_Problem to solve:_ Below are entries; output exactly the lines from the one with "199L309 207L319 208L324" to the one with "negative clicks: (69, 14) (7, 18)", both included, and nothing else.

Collected data entries
--*--

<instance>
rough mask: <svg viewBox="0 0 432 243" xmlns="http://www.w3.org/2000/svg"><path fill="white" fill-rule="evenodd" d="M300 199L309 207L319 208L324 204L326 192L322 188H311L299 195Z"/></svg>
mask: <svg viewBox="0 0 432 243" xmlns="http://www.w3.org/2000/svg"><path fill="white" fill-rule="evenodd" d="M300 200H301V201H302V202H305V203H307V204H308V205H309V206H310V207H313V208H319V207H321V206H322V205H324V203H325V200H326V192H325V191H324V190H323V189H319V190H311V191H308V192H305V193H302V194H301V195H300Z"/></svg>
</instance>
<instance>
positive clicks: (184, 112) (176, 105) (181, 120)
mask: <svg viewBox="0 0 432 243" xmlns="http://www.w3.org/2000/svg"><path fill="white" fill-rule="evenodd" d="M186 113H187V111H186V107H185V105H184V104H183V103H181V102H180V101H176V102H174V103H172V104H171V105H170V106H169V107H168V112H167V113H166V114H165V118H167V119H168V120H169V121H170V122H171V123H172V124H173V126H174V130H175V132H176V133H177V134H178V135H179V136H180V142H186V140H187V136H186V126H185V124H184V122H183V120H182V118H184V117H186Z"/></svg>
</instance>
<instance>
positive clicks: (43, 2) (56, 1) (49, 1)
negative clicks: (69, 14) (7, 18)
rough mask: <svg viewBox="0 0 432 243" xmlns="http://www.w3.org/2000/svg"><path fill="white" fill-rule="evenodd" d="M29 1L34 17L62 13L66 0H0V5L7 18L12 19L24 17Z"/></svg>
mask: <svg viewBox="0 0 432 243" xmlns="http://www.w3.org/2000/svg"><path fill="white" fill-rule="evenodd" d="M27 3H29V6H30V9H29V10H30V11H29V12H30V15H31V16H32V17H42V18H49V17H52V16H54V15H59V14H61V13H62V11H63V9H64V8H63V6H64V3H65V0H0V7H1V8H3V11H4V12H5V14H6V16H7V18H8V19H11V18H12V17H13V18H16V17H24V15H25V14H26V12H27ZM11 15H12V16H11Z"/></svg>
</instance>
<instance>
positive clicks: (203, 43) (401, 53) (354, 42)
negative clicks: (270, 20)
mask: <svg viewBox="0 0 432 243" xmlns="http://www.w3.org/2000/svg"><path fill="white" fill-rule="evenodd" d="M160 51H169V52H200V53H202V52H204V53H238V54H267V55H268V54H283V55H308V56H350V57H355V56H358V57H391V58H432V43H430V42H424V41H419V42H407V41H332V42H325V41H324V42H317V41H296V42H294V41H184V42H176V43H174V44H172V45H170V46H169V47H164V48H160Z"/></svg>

--*--

_Completed task:_
rough mask: <svg viewBox="0 0 432 243" xmlns="http://www.w3.org/2000/svg"><path fill="white" fill-rule="evenodd" d="M300 199L309 207L319 208L324 204L326 192L322 188H311L299 195Z"/></svg>
mask: <svg viewBox="0 0 432 243" xmlns="http://www.w3.org/2000/svg"><path fill="white" fill-rule="evenodd" d="M300 200H301V201H302V202H305V203H307V204H308V205H309V206H310V207H313V208H319V207H321V206H322V205H324V203H325V200H326V192H325V191H324V190H323V189H319V190H311V191H308V192H305V193H302V194H301V195H300Z"/></svg>
</instance>
<instance>
positive clicks: (184, 112) (176, 105) (181, 120)
mask: <svg viewBox="0 0 432 243" xmlns="http://www.w3.org/2000/svg"><path fill="white" fill-rule="evenodd" d="M186 113H187V111H186V107H185V105H184V104H183V103H181V102H180V101H176V102H174V103H172V104H171V105H170V106H169V107H168V112H167V113H166V114H165V118H167V119H168V120H169V121H170V122H171V123H172V124H173V126H174V130H175V132H176V133H177V134H178V135H179V136H180V142H186V140H187V136H186V126H185V124H184V122H183V120H182V118H184V117H186Z"/></svg>
</instance>
<instance>
positive clicks: (43, 2) (56, 1) (49, 1)
negative clicks: (69, 14) (7, 18)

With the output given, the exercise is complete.